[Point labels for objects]
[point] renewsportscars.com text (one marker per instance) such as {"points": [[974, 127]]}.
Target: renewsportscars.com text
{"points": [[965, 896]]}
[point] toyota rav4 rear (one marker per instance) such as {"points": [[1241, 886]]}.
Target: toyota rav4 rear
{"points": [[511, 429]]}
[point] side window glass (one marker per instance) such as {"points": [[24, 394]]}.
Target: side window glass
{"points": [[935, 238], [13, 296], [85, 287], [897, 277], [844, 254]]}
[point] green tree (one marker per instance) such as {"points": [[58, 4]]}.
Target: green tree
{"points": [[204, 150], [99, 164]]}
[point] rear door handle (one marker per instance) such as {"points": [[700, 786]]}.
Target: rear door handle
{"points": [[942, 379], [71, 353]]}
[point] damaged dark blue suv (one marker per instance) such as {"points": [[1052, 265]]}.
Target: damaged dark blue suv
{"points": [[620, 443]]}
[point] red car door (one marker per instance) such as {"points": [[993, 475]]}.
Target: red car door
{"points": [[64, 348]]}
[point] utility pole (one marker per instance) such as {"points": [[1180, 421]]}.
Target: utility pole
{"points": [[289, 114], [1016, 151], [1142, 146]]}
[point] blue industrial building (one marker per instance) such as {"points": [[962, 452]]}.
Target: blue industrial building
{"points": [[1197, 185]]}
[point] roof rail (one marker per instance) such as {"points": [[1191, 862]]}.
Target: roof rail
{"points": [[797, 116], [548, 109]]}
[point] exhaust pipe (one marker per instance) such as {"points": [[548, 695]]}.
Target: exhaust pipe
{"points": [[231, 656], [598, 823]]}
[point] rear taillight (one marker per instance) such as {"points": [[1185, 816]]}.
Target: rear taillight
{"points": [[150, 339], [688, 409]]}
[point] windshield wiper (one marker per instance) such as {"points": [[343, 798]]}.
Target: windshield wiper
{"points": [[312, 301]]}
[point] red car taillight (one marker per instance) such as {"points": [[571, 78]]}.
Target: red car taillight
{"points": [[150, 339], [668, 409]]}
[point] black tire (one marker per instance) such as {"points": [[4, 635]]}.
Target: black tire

What needs to be done → Give all of the material above as a numbered list, leaving out any blank lines.

Right answer →
1. [point] renewsportscars.com text (one marker per instance) such as {"points": [[974, 127]]}.
2. Target: renewsportscars.com text
3. {"points": [[965, 896]]}
4. [point] toyota rav4 rear (one marker per instance) such as {"points": [[1241, 886]]}.
5. Target: toyota rav4 rear
6. {"points": [[511, 429]]}
7. [point] side window glass (one marker per instance) such as {"points": [[24, 394]]}.
8. Target: side window glass
9. {"points": [[935, 238], [13, 296], [85, 287], [897, 277], [844, 254]]}
10. [point] green tree (one marker per instance) such as {"points": [[58, 4]]}.
11. Target: green tree
12. {"points": [[204, 150], [99, 164]]}
13. [point] rear door handle (one marker per instance) such as {"points": [[700, 786]]}.
14. Target: rear door handle
15. {"points": [[942, 379], [71, 353]]}
16. [point] damaged dark blue suv (one marker per instance) such as {"points": [[1052, 265]]}.
17. Target: damaged dark blue suv
18. {"points": [[620, 443]]}
19. [point] red car door (one marker per instance) such as {"points": [[993, 475]]}.
20. Target: red car door
21. {"points": [[64, 348]]}
22. [point] utility pole (one marker per instance) such as {"points": [[1180, 421]]}.
23. Target: utility pole
24. {"points": [[289, 114], [1016, 151], [1142, 146]]}
25. [point] blue industrial building (one marker per instance) such as {"points": [[962, 452]]}.
26. Target: blue industrial building
27. {"points": [[1197, 185]]}
28. [point] roof rail (one marker per instance) such as {"points": [[1191, 862]]}.
29. Target: roof rail
30. {"points": [[797, 116], [548, 109]]}
31. [point] exhaust pipe (one marker per instance) such as {"points": [[548, 695]]}.
32. Target: exhaust pipe
33. {"points": [[231, 656], [598, 823]]}
34. [point] rear taillight (one marker per instance) such as {"points": [[1185, 816]]}.
35. Target: rear taillight
36. {"points": [[150, 339], [688, 409]]}
37. [point] windshield wiper (one marker per instance) such as {"points": [[343, 798]]}.
38. Target: windshield wiper
39. {"points": [[312, 301]]}
40. [point] red car taillight (one marker per instance) such as {"points": [[571, 78]]}.
41. Target: red car taillight
42. {"points": [[150, 339], [668, 409]]}
43. [point] black tire (one marker per instance) such as {"points": [[4, 635]]}.
44. Target: black tire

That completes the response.